##### ENTRIES SUPPLIED

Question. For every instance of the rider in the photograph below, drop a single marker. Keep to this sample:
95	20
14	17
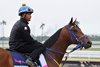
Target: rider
20	39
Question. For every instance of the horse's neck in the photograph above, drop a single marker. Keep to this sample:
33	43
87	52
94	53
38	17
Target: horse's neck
60	45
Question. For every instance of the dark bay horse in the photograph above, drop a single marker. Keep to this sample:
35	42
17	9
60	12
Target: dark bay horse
56	45
59	42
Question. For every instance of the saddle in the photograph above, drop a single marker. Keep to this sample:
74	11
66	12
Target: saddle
21	60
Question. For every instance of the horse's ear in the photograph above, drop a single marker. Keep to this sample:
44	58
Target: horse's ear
71	21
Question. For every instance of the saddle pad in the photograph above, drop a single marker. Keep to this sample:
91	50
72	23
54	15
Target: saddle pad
18	59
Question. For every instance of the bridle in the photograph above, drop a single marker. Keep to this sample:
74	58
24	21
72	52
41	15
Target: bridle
78	39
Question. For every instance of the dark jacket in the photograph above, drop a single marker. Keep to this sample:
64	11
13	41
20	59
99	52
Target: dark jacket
20	36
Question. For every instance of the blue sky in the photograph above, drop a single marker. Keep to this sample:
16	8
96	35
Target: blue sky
54	13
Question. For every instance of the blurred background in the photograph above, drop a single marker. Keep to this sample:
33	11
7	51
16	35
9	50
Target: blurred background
49	16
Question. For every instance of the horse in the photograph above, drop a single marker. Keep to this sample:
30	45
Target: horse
56	45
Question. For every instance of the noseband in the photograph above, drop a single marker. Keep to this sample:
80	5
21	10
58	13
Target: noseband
72	34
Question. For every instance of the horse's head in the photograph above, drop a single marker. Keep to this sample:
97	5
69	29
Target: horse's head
77	36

##########

# GOAL OF THE EXERCISE:
Quote the material exactly. Pictures stay out.

# SOLUTION TO THE EXERCISE:
Question. For every instance of the rider in the photograph below, drop a single marker. Keep to this sample:
95	20
14	17
Target: rider
20	39
Question. For every instance of the horse's neck in the photograph above, drop a single marker. Keep to this sample:
33	43
87	52
94	53
38	17
Target: horse's neck
60	45
Question. For every instance of the dark bay horse in the photograph above, drop a single marker. Keep to this sample:
35	42
17	9
60	12
Target: dark bay horse
56	45
59	42
Question. For every instance of the saddle in the photograph above, drop a single marker. Keep to this sample:
74	11
66	12
Target: saddle
21	60
Question. For every instance of the horse's ear in the photograph above, drop a single marker. Keep to this sample:
44	58
Target: horse's ear
71	21
Question. For every instance of the saddle pad in the photograph above, drop a single marker. Keep to this sample:
91	50
72	23
54	15
Target: saddle pad
18	59
Question. For every instance of the bridle in the photograph above, drop a single marker. Keep to this sample:
74	58
24	21
72	52
41	15
Target: bridle
78	39
Question. For every instance of the dark jacket in the photograph above, drop a single marker. Keep to this sample:
64	11
13	41
20	59
99	52
Target: dark jacket
20	36
Question. For every instance of the blue sky in the photograph above, drop a single marker. Keep to this sample:
16	8
96	35
Target: blue sky
54	13
Question. For every instance of the blurred background in the photograph above, drop a single marker. Keep to this sample:
33	11
7	51
16	35
9	50
Target: blurred background
49	16
Question. For every instance of the horse in the photograph above, drop a single marker. Keep to this sample:
30	45
Target: horse
56	45
Question. For every instance of the noseband in the photograph above, drop a single marker. Keep to this sample:
80	5
21	10
58	13
Target: noseband
72	34
Question. For every instance of the horse's head in the photograph above, drop a single marker. Keep to this sample:
97	5
69	29
Target: horse's head
77	36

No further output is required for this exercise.